SELECTED PASSAGE:
○ ○ ○

We talk as if the symptoms at the time of death are the symptoms of
what caused
death. We say things like "She died of a
brain
aneurysm" or "She died of heart failure.". Maybe that's a
naïve view of it - like Santa, the tooth
fairy.
But what did she die of really? She died
because she died / because her life ended ...
and ... she died with things going on with her body,
of which there were symptoms. Now: is there
a causal relationship
between them? We sure do glom them together as if
there is, don't we? Yet maybe there isn't really.
This body is a vehicle of awareness. So analogously, our bodies are
the cars in which our awareness travels around. And as our cars
become older and frailer, they steadily degrade and eventually
fail. They rust, they emit smoke, they leak oil. Axles break.
Wheels fall off. Now let's take
a close look
at
cause
here.
Do old cars fail be-cause they rust? Or is rust just
what
shows up
when cars get old? Do old cars fail because they emit smoke? Or is
smoke just what
shows up
when cars get old? Do old cars fail because they leak oil? Or are
oil leaks just what
show up
when cars get old? Do old cars fail because the axles break and the
wheels fall off? Or are axles breaking and wheels falling off just
more of what happens when cars get old? (you get the idea, it's
inexorable).

○ ○ ○

GIVEN DATA:

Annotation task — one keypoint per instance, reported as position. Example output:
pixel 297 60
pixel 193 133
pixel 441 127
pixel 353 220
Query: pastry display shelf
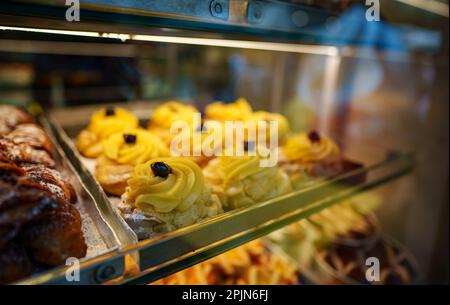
pixel 252 20
pixel 164 255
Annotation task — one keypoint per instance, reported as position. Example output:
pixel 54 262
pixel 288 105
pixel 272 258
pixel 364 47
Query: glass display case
pixel 365 82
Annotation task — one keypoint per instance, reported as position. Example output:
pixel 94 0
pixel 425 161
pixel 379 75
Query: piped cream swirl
pixel 178 191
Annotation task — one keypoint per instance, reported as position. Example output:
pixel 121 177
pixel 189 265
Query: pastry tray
pixel 102 241
pixel 160 256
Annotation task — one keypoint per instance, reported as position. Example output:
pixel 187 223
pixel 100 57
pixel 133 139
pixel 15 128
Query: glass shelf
pixel 161 256
pixel 192 245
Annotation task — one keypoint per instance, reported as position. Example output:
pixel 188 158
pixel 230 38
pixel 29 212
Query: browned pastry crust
pixel 11 116
pixel 24 153
pixel 53 239
pixel 52 180
pixel 32 135
pixel 22 201
pixel 14 263
pixel 46 225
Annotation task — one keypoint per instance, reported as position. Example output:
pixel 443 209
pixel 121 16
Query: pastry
pixel 166 114
pixel 52 180
pixel 201 145
pixel 263 116
pixel 240 110
pixel 24 153
pixel 240 181
pixel 122 151
pixel 33 219
pixel 32 135
pixel 165 194
pixel 103 123
pixel 11 116
pixel 308 157
pixel 39 225
pixel 249 264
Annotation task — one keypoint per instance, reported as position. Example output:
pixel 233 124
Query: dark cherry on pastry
pixel 24 153
pixel 314 136
pixel 32 135
pixel 161 169
pixel 110 111
pixel 129 138
pixel 11 116
pixel 52 180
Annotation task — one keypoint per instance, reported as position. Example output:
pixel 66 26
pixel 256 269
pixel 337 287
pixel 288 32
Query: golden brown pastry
pixel 249 264
pixel 166 114
pixel 240 110
pixel 104 123
pixel 309 157
pixel 165 194
pixel 32 135
pixel 52 180
pixel 24 153
pixel 11 116
pixel 121 153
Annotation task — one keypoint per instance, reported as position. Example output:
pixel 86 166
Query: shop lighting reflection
pixel 244 44
pixel 432 6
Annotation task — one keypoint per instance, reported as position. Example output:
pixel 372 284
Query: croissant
pixel 11 116
pixel 24 153
pixel 32 135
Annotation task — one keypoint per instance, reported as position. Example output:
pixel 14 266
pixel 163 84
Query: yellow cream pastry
pixel 103 123
pixel 240 110
pixel 263 116
pixel 122 151
pixel 308 157
pixel 165 194
pixel 166 114
pixel 240 181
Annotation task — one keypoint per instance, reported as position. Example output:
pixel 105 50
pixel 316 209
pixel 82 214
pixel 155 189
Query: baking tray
pixel 102 241
pixel 162 255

○ ○ ○

EXPLORE THE MATERIAL:
a - Rewrite the part of the passage on death and its causes that opens with the words containing "This body is" and closes with "oil. Axles break.", replacing "frailer" with "weaker".
b - In the passage on death and its causes, what does the writer say our bodies are, by analogy?
c - Continue the passage on death and its causes from where it stops.
The records are separate material and have no connection to the passage on death and its causes.

ANSWERS PROVIDED:
a -
This body is a vehicle of awareness. So analogously, our bodies are
the cars in which our awareness travels around. And as our cars
become older and weaker, they steadily degrade and eventually
fail. They rust, they emit smoke, they leak oil. Axles break.

b - The cars in which our awareness travels around.

c -
Of course we could (and should) counter-challenge that symptoms
like
brain
aneurysms and heart failure do cause death, and aren't
merely symptoms at the time we die. Surely it's an area worth
exploring? Look: to me, it's an unresolved
fairy tale.
And here's the
trouble
I have with it: would having no
brain
aneurysms or heart failure mean that our bodies would live
forever? In life, our bodies, like old cars, aren't
going to live forever. They'll die when they die, not a moment
sooner, not a moment later - and no
brain
aneurysm or heart failure, not the presence nor the absence
thereof, will change that inevitability.